EXERCISE OBJECTIVE:
Your answer should consist of the lines holding "metal", copied from the material below.

MATERIALS PROVIDED:
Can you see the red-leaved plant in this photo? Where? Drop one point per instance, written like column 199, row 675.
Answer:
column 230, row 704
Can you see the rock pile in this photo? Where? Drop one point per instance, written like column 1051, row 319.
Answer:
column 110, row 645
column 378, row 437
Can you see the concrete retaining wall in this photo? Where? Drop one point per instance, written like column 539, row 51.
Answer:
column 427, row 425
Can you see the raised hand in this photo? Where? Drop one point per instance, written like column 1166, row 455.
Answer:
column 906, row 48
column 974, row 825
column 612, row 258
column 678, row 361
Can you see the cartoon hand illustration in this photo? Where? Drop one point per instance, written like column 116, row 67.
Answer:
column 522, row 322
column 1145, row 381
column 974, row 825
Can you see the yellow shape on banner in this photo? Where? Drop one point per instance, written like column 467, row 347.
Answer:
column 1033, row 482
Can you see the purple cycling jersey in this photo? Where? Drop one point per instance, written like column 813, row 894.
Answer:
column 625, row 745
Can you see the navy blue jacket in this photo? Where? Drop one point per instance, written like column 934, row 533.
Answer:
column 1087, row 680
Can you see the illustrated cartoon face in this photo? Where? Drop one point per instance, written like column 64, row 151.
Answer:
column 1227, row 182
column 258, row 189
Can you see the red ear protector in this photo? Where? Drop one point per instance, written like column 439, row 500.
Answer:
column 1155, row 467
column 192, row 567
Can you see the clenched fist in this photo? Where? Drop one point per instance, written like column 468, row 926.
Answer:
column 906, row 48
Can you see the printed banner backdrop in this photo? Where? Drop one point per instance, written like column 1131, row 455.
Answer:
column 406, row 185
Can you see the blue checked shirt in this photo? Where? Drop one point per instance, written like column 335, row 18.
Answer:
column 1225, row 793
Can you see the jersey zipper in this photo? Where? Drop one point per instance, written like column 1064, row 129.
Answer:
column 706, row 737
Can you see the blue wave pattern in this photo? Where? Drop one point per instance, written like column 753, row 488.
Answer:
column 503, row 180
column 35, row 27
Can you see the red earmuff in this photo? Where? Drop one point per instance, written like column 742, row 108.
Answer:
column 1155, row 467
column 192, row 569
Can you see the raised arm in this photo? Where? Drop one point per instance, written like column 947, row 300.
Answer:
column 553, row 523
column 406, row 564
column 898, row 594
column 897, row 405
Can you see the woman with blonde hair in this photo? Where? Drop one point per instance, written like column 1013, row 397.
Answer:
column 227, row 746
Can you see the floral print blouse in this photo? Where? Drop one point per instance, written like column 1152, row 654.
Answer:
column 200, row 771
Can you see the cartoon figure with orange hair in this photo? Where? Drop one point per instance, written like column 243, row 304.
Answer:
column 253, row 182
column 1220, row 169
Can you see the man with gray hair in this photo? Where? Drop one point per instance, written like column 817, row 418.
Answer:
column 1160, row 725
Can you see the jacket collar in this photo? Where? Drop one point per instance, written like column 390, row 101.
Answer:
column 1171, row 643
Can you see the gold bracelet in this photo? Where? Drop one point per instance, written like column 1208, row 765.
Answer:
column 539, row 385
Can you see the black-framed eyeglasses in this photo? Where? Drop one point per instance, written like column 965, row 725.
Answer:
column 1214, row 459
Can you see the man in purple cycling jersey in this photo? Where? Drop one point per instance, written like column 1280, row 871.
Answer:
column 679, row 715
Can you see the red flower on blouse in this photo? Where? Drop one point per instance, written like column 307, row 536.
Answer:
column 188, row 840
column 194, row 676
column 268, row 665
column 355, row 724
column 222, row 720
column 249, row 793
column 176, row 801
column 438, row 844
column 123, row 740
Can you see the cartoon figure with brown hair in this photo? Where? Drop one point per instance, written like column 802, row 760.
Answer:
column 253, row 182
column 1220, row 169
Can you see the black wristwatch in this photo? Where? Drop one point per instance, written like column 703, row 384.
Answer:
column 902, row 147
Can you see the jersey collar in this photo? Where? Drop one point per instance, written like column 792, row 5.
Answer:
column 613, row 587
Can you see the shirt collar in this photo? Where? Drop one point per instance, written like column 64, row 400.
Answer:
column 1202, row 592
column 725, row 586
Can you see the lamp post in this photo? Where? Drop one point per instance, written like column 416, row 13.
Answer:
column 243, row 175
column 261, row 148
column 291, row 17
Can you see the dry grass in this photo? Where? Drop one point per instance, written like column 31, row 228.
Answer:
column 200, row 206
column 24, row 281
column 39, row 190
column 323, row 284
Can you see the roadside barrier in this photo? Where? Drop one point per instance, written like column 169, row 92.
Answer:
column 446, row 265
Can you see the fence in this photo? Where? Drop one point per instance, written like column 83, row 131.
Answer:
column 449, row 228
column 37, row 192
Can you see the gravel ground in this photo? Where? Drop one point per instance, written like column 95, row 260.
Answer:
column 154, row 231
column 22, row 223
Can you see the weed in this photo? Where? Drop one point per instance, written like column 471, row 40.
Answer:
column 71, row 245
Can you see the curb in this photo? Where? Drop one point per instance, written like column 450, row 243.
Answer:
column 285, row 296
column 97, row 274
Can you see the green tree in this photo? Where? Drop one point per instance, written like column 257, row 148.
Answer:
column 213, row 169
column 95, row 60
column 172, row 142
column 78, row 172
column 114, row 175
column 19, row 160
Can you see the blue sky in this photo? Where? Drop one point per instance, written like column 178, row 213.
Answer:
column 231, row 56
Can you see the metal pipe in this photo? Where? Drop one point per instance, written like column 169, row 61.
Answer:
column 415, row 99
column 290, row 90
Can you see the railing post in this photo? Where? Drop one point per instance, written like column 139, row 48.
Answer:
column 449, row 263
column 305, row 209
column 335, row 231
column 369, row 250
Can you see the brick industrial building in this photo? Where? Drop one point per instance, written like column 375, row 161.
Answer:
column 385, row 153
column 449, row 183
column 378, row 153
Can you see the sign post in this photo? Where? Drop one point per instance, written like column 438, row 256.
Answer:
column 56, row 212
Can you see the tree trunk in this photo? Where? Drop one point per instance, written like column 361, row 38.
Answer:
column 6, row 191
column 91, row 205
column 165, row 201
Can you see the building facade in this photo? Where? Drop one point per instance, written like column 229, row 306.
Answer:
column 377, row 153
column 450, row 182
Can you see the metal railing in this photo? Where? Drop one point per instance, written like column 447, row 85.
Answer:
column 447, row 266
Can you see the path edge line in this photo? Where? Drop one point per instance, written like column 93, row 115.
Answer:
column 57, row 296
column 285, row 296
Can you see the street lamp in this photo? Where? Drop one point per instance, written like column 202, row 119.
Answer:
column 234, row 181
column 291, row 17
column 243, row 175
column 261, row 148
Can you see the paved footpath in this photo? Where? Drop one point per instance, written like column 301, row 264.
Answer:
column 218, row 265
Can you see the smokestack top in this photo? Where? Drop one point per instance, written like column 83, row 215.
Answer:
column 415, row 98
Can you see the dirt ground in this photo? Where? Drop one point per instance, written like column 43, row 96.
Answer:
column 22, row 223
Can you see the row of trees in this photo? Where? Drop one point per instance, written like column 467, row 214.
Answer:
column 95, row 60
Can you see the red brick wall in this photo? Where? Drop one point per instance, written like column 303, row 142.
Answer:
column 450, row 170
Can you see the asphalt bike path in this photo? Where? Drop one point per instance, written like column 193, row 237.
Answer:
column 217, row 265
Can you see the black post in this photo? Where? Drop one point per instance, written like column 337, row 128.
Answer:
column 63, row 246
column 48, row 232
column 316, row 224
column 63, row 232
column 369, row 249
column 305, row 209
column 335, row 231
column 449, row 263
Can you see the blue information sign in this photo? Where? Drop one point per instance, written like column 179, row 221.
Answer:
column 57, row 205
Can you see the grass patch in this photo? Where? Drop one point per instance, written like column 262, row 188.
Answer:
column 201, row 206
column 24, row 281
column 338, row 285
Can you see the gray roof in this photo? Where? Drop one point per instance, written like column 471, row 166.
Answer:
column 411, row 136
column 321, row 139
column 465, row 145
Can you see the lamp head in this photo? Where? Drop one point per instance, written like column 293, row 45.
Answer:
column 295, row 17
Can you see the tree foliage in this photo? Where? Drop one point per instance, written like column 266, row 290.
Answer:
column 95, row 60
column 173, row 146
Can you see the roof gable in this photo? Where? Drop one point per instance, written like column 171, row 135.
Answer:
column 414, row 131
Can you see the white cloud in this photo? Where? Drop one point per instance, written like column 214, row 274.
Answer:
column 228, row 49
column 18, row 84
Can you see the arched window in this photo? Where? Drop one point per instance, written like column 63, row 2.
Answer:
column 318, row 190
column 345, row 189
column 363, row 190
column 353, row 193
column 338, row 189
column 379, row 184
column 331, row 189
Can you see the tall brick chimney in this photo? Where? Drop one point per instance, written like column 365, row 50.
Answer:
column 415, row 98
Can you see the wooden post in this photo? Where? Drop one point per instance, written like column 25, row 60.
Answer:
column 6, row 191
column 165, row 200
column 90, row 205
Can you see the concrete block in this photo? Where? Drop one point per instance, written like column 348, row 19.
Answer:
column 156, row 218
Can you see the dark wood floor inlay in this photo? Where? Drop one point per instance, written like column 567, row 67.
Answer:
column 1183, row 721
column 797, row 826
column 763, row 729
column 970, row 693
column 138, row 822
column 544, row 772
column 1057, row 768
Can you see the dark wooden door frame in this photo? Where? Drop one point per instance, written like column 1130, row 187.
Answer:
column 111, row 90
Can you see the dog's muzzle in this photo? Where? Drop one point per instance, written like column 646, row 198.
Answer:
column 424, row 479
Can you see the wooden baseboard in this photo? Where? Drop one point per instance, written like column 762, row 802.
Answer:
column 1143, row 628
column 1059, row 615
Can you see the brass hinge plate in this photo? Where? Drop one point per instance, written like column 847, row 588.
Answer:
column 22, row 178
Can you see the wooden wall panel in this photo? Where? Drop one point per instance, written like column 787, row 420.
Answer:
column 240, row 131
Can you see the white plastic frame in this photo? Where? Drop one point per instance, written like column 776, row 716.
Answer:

RESPONSE:
Can you see the metal pipe in this photo? Where? Drop one point per instance, written like column 169, row 61.
Can you see the metal railing in this photo? Where? Drop one point per instance, written like column 447, row 85.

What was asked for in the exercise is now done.